Fast charging is a genuine improvement. 15 minutes of charging adds approximately 8 hours of use. Dropping it on the charger while showering gives enough battery to get through most of the day or night comfortably.
Who Should Buy It?
Buy the Apple Watch SE 3 if:
- You’re an iPhone user who wants a capable health and fitness watch at an accessible price
- You’re upgrading from an older Apple Watch (SE 2, Series 4, 5, 6) and want meaningful improvements
- You’re entering the Apple Watch ecosystem for the first time and want the best-value starting point
- Every day, fitness tracking, running, walking, cycling, and swimming, the gym covers your needs
- You want Always-On display and fast charging without paying for the Series 11
- You’re a casual to intermediate runner who doesn’t need deep training analytics or a multi-day battery
- Apple ecosystem integration, AirPods, iPhone, Health app, and Strava are central to your setup
Skip it if:
- You need ECG or blood oxygen monitoring, step up to the Series 11 at $399
- Battery life beyond 18 hours matters. The Coros Pace 4 or Garmin Forerunner 165 at the same price deliver far more GPS endurance
- You’re on Android, the SE 3 requires an iPhone
- You’re a serious runner or triathlete who wants deep training load analytics, offline maps, or multi-day GPS purpose-built sport watches from Garmin, Coros, or Polar are better suited
- You want a distinct new look the SE 3 design is essentially unchanged from 2022
Final Verdict
The Apple Watch SE 3 is the best value Apple Watch ever made and one of the most practical smartwatches at $249 for iPhone users.
The S10 chip, Always-On display, fast charging, wrist temperature sensing, sleep apnea notifications, and the dramatically tougher Ion-X glass all arrive at the same price as its predecessor. That’s a generational leap, not just a spec refresh.
For casual to intermediate runners who want a daily companion that handles workouts, health monitoring, safety features, and everyday smartwatch use beautifully, and who charge their watch every night without a second thought, the SE 3 delivers everything they need.
The gaps are real: no ECG, no SpO2, no multi-day battery. If those matter, the Series 11 or a dedicated GPS sport watch is the right call. But for the wide majority of iPhone users who just want a capable, reliable, everyday Apple Watch, this is the one.
Scores:
| Category | Score |
|---|---|
| Design | 3.8 / 5 |
| Display | 4.3 / 5 |
| Training Features | 4.0 / 5 |
| Performance | 4.1 / 5 |
| Value | 4.7 / 5 |
| Overall | 4.2 / 5 |
Frequently Asked Questions
Is the Apple Watch SE 3 good for running?
Yes, for casual to intermediate runners. Built-in GPS, advanced running metrics (cadence, stride length, vertical oscillation), Custom Workouts, Pacer, and Workout Buddy cover everyday training needs well. For serious runners who want deep training load analytics, a multi-day battery, or offline maps, dedicated sport watches from Garmin or Coros offer more.
What is the difference between the Apple Watch SE 3 and the Series 11?
The Series 11 adds ECG, blood oxygen (SpO2) monitoring, hypertension notifications, an edge-to-edge, always-on display with ticking-seconds animations, faster charging, and sapphire glass for $150 more, starting at $399. The SE 3 covers everyday fitness and health monitoring without these clinical sensors.

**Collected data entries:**
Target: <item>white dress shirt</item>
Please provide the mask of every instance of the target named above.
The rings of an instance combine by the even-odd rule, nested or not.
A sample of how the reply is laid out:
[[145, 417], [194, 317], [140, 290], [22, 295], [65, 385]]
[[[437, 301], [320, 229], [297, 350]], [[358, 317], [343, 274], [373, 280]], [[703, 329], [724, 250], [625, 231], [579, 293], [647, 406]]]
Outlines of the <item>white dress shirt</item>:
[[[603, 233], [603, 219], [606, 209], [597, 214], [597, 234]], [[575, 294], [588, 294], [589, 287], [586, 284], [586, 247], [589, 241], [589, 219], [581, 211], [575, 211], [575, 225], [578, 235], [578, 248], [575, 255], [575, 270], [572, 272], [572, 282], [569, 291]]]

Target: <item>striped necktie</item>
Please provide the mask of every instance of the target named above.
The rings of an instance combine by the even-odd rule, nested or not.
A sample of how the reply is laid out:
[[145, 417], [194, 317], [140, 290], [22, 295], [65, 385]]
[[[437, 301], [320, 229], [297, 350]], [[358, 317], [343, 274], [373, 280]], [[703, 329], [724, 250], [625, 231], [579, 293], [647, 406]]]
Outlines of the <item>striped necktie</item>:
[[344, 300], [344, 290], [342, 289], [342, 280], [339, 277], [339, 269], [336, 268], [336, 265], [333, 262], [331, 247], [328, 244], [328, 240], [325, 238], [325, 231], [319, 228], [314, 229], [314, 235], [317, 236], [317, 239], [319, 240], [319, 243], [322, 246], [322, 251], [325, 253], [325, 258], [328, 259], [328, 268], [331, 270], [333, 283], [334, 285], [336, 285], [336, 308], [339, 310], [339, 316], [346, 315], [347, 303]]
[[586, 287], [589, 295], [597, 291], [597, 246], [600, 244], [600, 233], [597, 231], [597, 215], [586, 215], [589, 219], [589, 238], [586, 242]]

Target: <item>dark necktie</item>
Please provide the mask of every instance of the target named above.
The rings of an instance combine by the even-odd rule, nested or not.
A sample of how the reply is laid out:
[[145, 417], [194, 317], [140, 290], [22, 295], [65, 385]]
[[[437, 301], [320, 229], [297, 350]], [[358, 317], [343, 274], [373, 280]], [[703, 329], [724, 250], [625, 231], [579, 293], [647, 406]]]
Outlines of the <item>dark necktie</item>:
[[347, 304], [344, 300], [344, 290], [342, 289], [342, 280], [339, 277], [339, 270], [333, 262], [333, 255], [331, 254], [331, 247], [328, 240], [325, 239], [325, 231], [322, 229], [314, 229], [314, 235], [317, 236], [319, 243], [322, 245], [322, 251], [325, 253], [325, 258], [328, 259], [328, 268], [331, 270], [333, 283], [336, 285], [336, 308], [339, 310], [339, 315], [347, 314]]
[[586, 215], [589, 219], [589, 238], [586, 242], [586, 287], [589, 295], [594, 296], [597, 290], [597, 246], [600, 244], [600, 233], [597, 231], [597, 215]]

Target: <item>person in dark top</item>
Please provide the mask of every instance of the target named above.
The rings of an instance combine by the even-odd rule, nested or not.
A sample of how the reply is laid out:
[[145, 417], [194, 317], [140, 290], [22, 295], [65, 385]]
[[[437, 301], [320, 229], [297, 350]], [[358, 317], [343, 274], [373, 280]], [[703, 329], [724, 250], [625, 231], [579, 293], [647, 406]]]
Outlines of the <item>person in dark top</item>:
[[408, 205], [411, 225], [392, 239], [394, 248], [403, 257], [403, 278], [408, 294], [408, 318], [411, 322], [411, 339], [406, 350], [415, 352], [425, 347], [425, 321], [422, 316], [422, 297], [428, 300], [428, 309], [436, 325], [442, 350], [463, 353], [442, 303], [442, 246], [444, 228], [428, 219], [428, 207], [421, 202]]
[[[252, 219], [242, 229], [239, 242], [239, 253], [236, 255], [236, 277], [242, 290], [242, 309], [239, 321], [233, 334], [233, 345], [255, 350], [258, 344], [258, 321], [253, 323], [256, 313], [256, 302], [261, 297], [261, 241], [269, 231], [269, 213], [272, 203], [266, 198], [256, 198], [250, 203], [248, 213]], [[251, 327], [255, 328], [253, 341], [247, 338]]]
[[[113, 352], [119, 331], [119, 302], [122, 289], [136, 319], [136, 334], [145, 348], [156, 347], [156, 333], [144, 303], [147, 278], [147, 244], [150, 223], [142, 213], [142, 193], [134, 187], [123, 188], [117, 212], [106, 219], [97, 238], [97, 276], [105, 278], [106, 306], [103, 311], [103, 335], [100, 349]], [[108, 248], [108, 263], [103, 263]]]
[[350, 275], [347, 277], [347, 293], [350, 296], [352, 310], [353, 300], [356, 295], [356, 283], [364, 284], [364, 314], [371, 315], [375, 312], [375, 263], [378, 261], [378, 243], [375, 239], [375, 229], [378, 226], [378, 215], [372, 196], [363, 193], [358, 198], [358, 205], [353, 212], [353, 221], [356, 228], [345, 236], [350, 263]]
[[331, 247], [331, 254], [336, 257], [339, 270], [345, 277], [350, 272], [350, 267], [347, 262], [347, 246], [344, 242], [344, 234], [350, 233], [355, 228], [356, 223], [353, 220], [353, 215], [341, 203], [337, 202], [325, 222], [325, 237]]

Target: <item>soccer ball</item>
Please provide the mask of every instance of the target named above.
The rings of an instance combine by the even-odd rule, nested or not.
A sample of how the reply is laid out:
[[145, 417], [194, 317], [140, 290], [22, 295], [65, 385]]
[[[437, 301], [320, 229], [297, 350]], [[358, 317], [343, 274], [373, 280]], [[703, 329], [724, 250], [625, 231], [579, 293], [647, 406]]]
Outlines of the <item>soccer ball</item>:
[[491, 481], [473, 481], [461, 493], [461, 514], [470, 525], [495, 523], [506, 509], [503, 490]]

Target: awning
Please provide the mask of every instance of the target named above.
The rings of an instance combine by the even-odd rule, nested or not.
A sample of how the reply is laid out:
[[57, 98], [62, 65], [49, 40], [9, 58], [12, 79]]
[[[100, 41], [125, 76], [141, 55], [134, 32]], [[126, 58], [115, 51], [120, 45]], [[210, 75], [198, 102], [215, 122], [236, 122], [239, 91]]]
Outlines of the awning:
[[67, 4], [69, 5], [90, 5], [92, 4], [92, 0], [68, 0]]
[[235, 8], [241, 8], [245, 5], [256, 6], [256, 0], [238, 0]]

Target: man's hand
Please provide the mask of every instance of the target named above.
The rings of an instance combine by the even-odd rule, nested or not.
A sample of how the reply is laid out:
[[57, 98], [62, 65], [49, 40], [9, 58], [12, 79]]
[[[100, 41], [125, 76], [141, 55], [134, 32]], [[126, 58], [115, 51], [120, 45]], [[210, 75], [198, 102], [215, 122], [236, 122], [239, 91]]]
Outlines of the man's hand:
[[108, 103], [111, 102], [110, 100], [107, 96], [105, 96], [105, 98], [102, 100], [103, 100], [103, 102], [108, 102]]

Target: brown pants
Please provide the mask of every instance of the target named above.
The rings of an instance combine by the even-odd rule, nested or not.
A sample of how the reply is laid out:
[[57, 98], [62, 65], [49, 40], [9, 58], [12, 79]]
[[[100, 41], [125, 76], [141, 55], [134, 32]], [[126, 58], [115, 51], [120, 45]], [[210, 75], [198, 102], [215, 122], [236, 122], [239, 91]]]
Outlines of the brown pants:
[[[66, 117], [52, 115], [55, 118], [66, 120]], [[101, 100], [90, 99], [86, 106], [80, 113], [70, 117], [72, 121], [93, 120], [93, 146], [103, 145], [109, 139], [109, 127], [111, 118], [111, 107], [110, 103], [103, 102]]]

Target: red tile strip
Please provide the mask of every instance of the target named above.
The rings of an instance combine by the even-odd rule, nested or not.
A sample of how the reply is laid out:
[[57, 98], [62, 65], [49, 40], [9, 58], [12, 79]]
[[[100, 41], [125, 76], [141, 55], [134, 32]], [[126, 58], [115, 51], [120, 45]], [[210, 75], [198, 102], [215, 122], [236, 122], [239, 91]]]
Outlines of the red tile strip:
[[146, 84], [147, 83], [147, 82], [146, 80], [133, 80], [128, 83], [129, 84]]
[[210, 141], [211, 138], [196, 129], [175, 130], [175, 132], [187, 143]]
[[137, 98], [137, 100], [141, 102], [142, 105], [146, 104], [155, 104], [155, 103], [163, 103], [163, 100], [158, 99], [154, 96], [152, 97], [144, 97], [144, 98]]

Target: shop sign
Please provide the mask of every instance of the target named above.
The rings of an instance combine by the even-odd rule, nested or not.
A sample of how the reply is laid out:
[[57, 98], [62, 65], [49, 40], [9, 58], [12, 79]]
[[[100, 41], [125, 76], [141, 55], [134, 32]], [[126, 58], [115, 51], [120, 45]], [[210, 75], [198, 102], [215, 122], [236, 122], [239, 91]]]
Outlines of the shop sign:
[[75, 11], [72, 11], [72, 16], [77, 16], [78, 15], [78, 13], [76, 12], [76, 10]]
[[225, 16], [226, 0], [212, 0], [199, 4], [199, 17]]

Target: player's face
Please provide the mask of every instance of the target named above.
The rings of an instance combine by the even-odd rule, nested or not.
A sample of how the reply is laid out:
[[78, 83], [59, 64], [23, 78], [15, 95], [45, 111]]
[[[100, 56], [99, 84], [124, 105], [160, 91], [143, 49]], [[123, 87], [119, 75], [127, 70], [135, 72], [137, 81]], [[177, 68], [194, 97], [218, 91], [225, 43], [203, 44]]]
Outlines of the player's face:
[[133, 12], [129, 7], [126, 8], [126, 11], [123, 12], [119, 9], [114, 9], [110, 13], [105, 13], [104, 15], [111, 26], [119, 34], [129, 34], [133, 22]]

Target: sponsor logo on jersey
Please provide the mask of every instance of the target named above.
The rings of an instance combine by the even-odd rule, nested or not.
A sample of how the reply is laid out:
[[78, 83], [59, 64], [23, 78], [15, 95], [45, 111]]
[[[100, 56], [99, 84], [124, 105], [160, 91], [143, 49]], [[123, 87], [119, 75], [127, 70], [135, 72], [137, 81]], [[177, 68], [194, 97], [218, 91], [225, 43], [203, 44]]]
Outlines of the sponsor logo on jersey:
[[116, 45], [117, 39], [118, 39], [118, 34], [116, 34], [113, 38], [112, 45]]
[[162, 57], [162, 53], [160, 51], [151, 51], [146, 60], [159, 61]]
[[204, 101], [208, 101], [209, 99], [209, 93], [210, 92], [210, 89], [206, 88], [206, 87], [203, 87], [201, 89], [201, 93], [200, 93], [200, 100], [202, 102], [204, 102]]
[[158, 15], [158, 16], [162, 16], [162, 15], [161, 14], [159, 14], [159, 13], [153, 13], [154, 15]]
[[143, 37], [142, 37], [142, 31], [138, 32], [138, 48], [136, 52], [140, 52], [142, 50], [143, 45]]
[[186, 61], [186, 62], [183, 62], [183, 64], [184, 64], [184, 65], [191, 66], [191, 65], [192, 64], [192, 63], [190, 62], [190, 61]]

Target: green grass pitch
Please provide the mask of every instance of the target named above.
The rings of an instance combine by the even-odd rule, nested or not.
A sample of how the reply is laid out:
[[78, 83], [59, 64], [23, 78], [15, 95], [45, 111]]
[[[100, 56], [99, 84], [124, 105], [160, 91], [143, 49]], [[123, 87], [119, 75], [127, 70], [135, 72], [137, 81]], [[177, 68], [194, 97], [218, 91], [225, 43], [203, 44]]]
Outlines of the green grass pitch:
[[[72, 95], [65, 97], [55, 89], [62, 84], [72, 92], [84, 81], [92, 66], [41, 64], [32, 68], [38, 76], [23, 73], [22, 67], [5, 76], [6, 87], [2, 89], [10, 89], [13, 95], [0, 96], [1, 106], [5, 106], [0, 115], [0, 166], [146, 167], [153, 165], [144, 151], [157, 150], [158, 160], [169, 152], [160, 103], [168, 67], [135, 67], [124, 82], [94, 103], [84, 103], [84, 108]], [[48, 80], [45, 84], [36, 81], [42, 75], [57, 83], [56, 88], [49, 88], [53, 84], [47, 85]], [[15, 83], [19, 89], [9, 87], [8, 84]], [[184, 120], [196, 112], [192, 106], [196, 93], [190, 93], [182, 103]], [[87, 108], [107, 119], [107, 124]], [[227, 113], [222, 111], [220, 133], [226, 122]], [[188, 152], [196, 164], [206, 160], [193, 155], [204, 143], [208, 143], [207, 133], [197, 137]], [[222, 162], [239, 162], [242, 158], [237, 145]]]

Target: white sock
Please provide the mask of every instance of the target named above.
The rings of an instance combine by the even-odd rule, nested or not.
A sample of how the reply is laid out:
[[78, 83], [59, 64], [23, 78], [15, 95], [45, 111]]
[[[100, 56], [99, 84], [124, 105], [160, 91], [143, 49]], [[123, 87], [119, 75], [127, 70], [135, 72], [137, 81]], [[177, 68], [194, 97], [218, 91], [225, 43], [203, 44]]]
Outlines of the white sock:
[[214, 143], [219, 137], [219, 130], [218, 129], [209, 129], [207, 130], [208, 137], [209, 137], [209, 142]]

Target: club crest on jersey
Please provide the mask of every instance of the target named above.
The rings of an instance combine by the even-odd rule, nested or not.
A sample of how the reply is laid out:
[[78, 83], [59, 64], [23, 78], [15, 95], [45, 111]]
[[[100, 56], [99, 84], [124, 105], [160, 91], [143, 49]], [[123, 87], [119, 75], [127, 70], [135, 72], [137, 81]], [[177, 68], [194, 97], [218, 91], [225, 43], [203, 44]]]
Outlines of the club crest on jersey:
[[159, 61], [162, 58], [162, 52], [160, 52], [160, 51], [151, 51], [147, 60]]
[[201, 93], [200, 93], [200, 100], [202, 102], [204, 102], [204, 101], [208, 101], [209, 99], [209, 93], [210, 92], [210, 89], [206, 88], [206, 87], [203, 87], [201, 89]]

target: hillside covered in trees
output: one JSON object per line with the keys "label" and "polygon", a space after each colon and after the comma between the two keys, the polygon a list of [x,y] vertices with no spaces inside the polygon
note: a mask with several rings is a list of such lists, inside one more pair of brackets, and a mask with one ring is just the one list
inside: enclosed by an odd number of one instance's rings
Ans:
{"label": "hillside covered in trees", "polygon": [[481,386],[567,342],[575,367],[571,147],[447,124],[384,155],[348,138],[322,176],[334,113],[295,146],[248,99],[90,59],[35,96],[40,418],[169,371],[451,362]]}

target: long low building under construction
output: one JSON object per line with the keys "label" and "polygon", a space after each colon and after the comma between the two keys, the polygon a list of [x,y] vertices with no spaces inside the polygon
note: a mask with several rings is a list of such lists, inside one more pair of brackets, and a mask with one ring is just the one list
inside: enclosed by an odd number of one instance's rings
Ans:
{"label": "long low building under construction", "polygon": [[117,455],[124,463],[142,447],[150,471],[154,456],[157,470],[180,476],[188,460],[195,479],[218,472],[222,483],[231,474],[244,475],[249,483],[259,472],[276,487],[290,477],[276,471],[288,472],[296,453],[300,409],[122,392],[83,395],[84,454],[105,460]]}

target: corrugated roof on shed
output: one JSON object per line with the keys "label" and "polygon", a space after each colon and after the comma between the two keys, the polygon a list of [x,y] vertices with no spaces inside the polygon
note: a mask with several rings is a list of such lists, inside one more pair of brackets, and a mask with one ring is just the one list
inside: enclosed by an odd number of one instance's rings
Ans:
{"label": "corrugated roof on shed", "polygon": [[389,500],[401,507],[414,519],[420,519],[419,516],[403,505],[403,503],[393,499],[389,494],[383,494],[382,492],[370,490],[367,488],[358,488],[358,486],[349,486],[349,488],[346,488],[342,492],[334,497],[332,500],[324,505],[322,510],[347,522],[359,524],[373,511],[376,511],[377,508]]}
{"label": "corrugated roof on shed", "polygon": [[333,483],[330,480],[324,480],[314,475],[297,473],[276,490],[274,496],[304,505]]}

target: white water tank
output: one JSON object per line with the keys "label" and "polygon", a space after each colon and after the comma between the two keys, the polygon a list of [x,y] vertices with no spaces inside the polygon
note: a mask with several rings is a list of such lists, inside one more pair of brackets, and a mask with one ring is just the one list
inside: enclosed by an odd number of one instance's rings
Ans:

**What you need to do:**
a – Please answer these questions from the Apple Watch SE 3 review, one answer per line, marked to match:
(i) How much use does 15 minutes of charging add?
(ii) At what price is the Series 11 given in the "Skip it if" list?
(iii) What score does the Value category receive?
b – In the Apple Watch SE 3 review, take the part that opens with the words "Fast charging is" and closes with "Should Buy It?", and rewrite it with "showering" swapped for "bathing".
The material has no connection to the Apple Watch SE 3 review.

**Set of answers:**
a –
(i) Approximately 8 hours of use.
(ii) $399.
(iii) 4.7 / 5.

b –
Fast charging is a genuine improvement. 15 minutes of charging adds approximately 8 hours of use. Dropping it on the charger while bathing gives enough battery to get through most of the day or night comfortably.
Who Should Buy It?